━━━ LISTED ENTRIES
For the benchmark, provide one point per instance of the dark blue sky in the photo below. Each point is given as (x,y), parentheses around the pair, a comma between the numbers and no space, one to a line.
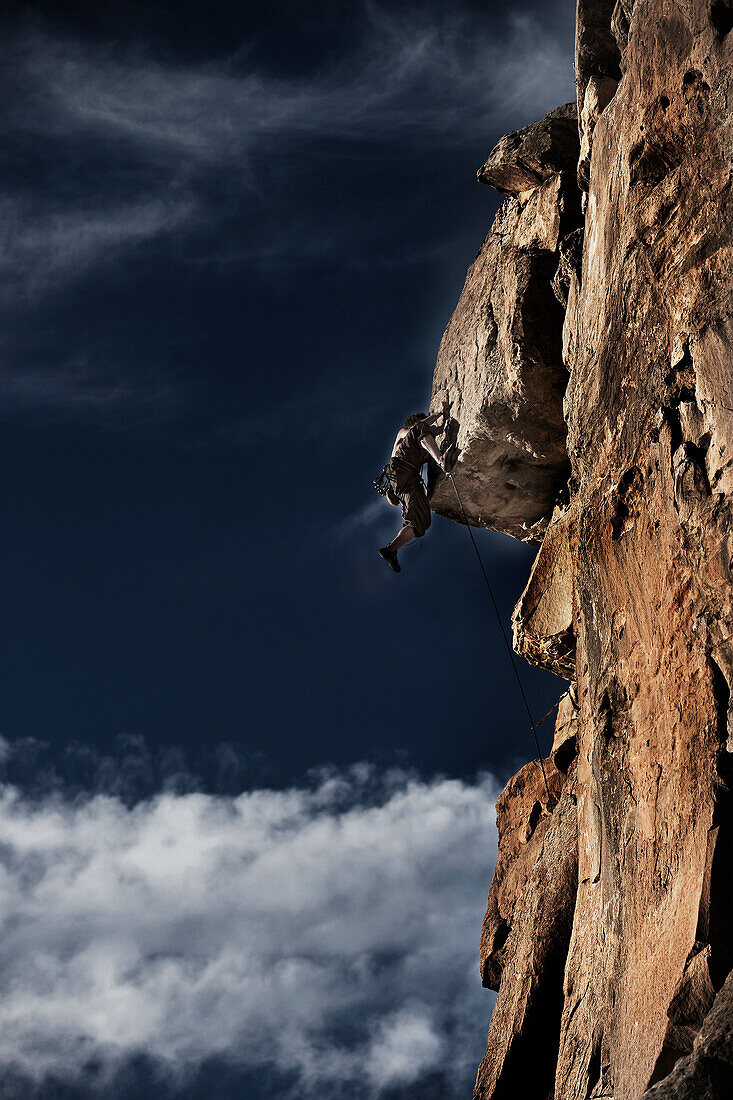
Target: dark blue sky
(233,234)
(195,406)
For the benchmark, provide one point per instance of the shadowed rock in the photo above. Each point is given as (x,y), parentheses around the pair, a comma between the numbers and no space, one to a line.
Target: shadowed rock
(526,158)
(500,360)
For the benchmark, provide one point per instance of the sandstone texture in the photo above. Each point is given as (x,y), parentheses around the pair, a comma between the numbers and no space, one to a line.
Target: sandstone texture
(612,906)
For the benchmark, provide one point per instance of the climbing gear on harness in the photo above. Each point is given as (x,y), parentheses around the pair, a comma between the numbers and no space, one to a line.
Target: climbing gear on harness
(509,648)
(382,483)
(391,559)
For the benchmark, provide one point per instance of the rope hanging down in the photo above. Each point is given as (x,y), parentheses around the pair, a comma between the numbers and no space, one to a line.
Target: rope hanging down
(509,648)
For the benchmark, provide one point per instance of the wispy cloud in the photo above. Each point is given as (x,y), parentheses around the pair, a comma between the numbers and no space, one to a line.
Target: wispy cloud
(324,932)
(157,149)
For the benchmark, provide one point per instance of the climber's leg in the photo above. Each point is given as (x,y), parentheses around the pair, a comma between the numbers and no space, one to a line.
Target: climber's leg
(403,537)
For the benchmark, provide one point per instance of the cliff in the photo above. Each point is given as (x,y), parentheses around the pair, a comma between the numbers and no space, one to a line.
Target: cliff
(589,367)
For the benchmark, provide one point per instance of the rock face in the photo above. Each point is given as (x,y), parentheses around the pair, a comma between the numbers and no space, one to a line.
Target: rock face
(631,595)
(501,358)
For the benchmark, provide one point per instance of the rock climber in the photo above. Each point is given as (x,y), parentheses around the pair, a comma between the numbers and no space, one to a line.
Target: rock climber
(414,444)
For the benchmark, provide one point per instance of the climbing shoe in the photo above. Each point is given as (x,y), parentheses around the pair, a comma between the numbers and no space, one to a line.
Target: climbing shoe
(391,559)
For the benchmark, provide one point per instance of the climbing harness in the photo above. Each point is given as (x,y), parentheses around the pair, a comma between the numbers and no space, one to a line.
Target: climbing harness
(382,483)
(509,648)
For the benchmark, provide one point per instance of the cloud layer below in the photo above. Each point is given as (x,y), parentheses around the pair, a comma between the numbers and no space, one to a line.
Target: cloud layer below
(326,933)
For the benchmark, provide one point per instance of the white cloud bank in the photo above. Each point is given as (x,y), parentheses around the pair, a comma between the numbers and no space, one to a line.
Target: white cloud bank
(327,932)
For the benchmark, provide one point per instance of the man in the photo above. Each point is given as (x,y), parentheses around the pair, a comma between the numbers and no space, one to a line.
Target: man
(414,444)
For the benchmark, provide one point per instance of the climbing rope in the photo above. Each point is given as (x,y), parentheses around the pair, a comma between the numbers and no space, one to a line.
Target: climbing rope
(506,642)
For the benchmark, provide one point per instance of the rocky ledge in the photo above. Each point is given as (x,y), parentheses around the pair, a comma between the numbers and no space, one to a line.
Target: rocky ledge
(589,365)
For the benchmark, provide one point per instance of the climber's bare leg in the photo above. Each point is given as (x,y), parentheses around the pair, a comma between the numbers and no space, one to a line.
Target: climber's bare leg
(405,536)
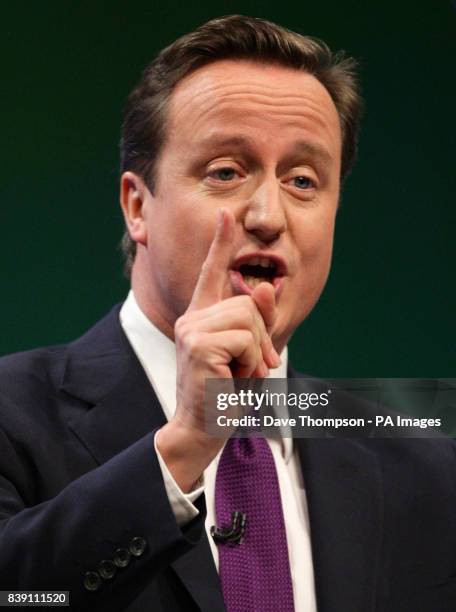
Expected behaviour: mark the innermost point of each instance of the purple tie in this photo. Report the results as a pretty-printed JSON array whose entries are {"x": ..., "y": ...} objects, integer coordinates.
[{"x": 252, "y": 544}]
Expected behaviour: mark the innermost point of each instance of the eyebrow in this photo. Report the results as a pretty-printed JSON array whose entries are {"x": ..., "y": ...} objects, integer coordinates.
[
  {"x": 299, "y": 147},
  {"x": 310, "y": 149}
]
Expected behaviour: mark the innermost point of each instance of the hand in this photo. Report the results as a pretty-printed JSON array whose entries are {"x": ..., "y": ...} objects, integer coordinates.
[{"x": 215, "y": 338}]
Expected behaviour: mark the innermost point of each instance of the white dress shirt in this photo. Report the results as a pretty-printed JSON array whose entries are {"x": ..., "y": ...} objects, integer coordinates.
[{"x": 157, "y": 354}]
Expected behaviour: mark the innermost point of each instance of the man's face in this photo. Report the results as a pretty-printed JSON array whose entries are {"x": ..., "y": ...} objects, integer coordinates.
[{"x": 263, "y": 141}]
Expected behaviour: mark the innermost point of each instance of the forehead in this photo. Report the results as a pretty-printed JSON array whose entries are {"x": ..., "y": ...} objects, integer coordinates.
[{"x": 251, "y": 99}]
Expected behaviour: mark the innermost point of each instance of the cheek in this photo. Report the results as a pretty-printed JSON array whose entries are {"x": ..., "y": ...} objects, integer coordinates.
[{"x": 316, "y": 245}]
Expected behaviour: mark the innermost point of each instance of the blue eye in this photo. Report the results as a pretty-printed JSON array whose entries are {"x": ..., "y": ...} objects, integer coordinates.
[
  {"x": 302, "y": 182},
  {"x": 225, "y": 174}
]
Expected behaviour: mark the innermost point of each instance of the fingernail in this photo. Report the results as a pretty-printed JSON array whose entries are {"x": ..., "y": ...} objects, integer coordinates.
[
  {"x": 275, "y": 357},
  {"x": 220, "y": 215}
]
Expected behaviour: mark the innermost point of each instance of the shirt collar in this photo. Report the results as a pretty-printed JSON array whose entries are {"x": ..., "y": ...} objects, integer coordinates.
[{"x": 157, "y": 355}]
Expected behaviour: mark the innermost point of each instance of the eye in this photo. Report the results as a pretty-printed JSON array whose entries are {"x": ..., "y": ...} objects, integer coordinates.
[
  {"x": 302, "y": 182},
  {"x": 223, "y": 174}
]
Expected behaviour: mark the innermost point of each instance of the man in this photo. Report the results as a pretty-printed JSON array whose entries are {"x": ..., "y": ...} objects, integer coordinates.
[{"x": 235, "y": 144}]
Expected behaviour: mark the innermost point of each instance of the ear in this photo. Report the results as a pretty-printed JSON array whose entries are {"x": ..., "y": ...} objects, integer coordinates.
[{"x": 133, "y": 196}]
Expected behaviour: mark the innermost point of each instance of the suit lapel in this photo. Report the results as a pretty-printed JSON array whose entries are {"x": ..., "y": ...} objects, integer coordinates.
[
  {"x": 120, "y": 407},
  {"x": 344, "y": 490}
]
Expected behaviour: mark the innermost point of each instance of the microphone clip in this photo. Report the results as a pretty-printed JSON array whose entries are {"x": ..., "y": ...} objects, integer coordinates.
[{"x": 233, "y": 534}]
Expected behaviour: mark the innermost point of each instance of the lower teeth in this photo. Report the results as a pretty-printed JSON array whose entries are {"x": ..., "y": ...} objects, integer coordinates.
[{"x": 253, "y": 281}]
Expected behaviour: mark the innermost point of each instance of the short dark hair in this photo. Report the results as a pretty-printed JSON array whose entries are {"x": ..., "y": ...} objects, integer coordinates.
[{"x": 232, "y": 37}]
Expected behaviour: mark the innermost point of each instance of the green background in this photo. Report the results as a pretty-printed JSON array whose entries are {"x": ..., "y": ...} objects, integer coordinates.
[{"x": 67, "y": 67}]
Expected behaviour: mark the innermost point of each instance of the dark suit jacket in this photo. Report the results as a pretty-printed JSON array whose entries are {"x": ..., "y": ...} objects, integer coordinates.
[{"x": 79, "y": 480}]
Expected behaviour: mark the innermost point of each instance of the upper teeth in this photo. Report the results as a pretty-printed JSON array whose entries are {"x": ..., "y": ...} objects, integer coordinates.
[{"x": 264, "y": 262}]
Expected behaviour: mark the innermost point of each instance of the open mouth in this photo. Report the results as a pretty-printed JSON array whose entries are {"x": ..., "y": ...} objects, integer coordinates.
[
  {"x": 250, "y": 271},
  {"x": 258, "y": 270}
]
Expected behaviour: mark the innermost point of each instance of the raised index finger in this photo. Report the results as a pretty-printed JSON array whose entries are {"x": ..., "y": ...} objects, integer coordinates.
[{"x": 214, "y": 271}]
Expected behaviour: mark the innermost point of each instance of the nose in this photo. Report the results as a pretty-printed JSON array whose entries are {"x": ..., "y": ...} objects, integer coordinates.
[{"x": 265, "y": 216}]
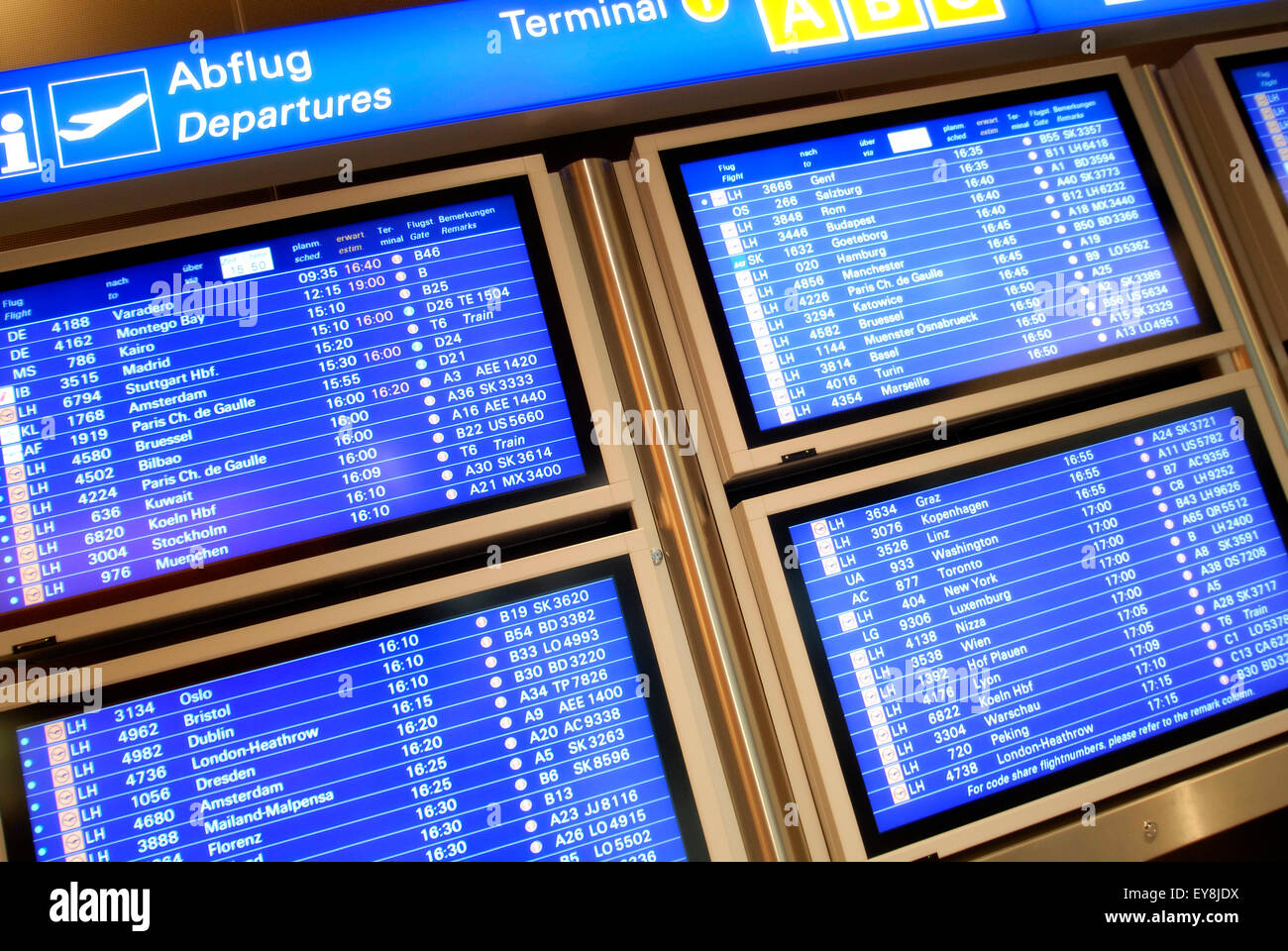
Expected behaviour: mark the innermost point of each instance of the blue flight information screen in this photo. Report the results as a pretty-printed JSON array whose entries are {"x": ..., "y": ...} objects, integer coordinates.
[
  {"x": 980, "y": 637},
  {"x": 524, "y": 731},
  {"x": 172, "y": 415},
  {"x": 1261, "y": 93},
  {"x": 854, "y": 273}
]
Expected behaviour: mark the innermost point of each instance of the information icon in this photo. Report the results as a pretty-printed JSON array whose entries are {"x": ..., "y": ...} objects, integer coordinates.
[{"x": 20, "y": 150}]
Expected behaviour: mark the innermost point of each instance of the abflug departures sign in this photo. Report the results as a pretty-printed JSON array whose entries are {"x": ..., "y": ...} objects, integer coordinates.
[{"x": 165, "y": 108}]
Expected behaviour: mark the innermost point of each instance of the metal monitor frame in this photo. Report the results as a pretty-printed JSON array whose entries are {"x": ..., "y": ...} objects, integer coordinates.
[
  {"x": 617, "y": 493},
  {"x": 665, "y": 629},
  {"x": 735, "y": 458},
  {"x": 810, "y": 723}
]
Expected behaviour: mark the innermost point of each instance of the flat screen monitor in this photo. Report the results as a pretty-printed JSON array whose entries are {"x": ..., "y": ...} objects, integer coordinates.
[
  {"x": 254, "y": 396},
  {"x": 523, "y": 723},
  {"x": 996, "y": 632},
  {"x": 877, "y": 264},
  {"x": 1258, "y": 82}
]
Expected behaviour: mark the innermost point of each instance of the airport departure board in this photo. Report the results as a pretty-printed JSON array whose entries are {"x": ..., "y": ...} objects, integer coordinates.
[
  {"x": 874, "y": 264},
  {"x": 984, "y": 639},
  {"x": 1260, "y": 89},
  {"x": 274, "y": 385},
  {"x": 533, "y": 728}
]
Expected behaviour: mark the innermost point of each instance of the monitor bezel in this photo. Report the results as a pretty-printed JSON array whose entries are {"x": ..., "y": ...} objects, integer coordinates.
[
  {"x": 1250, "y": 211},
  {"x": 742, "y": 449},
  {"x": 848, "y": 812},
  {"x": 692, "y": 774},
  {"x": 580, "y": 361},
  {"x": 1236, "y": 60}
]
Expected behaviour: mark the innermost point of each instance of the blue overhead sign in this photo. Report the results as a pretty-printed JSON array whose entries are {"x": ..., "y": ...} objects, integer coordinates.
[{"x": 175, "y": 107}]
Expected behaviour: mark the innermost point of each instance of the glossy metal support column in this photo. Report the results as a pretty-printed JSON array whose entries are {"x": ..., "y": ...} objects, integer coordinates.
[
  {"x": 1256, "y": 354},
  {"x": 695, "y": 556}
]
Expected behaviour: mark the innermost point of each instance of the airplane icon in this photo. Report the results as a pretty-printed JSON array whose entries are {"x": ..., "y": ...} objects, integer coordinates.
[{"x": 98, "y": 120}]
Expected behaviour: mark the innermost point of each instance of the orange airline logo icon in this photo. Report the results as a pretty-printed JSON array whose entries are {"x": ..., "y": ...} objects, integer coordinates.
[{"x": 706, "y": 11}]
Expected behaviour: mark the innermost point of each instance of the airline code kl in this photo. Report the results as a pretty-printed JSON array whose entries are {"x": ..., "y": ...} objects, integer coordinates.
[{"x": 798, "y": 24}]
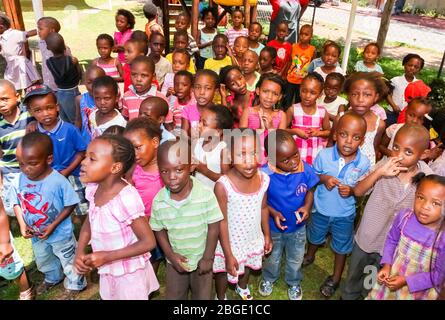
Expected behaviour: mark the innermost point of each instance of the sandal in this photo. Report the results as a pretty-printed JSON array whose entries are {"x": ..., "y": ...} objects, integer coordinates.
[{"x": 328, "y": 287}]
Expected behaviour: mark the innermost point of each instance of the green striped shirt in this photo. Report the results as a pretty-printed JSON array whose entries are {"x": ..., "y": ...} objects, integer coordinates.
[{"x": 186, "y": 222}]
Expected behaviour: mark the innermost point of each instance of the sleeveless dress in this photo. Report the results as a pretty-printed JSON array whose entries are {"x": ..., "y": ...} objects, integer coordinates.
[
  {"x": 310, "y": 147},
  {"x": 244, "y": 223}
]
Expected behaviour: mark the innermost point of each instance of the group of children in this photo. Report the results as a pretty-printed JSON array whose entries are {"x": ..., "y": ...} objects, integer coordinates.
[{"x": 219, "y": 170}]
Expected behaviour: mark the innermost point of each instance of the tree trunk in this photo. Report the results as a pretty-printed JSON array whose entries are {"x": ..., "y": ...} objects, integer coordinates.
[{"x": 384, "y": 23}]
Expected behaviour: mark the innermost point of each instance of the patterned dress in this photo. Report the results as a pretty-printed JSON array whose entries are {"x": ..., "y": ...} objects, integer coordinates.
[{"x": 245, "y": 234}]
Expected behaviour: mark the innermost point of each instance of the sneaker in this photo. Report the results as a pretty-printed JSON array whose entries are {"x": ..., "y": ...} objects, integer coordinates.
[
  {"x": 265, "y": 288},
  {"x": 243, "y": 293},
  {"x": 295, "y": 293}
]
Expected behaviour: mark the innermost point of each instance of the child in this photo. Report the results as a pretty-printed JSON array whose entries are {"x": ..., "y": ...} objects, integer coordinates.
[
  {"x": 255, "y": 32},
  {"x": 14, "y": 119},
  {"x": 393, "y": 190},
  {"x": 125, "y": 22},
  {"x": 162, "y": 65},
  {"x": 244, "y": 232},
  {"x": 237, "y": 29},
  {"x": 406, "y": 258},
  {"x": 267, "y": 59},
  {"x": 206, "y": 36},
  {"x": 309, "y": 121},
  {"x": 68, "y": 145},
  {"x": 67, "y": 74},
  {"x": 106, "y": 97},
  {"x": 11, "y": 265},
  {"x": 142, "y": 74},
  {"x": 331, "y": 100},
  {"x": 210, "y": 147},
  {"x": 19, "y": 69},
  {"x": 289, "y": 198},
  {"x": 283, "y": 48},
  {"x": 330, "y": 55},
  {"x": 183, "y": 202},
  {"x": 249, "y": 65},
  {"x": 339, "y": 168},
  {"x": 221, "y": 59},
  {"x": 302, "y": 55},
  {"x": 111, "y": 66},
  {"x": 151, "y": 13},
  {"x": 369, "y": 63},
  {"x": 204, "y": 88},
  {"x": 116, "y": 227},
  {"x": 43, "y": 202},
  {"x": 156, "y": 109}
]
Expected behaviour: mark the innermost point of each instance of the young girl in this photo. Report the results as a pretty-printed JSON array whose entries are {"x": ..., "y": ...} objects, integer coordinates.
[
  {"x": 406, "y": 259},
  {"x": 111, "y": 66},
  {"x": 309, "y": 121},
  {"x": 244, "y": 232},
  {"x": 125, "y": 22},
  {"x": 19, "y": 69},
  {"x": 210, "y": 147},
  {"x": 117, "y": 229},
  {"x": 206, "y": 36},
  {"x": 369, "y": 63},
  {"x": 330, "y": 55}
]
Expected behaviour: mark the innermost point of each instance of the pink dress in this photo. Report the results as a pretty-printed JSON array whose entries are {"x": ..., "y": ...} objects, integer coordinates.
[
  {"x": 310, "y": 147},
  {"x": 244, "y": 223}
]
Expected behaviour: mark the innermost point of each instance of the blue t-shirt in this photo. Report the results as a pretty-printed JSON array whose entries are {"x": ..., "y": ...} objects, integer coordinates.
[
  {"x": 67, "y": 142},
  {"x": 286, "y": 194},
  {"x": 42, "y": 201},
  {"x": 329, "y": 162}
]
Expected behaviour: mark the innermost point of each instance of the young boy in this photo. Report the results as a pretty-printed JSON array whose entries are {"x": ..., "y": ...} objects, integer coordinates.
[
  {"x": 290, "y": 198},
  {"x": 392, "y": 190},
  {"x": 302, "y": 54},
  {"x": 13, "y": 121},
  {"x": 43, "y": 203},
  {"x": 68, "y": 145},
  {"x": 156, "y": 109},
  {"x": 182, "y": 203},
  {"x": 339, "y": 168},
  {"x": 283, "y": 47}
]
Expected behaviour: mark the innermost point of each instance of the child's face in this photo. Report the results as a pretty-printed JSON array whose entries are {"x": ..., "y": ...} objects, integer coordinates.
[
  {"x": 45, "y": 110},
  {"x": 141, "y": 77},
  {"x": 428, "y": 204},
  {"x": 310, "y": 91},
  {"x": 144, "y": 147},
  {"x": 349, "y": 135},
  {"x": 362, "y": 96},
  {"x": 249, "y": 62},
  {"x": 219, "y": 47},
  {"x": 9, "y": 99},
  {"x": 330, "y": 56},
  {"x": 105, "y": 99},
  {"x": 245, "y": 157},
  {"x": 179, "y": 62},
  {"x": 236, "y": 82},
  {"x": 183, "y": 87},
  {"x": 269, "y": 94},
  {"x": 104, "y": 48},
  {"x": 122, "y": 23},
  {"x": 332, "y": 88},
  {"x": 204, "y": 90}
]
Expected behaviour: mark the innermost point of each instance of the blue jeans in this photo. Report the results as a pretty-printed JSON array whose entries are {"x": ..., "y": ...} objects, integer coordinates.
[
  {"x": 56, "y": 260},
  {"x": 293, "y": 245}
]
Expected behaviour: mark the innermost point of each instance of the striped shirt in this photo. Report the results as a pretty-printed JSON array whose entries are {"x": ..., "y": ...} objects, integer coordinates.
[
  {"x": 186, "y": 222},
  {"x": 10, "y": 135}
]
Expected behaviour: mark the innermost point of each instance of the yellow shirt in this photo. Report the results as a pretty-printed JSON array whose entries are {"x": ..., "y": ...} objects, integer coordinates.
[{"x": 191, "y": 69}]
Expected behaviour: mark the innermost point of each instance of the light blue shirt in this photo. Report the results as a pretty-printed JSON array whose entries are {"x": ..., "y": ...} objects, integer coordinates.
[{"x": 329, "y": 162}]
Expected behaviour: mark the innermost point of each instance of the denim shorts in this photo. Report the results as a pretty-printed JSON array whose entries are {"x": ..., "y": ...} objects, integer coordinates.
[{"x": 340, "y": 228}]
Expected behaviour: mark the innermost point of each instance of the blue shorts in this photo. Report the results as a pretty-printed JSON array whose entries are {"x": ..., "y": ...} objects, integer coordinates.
━━━━━━
#### TO DO:
Emit verbatim the lines running from the one with "the blue jeans" through the last line of the data, both endpoints inclusive.

#### WRITTEN ANSWER:
Expected behaviour: mark the innermost point of each instance of the blue jeans in this photo. Report the results as a pretty-printed JSON array whose entries are {"x": ..., "y": ...} objects, integer coordinates.
[
  {"x": 56, "y": 260},
  {"x": 293, "y": 245}
]
Expected behaviour: mark the innermost point of each instance of the striped shirt in this photo. Report the results as a pretty-printed JSON array whose entries are {"x": ..., "y": ...} objects, integer coordinates.
[
  {"x": 186, "y": 222},
  {"x": 10, "y": 135}
]
Expected behaviour: mark the innermost point of each instance of the yellow shirt in this photo. Report the results as a pretty-printed JSON array whose entries are {"x": ..., "y": ...} objects, integer coordinates.
[{"x": 191, "y": 69}]
Expected behaviour: mark the innermost point of each instance of the light blue shirt in this photo. Report the results as a pretty-printed JSON array whose entries are {"x": ..., "y": ...} objects, integer coordinates.
[{"x": 329, "y": 162}]
Expected behaviour: mark the innermost point of each instance of the denim shorts in this photo. Report the results as a pretty-printed JSON array whose entries are {"x": ..., "y": ...} objects, integer coordinates.
[{"x": 340, "y": 228}]
Expected behaviour: mark the innermost point of each instance of the blue shorts in this photo. Report the results as a pretty-printed JSON array whose entries are {"x": ..., "y": ...} objects, integer coordinates.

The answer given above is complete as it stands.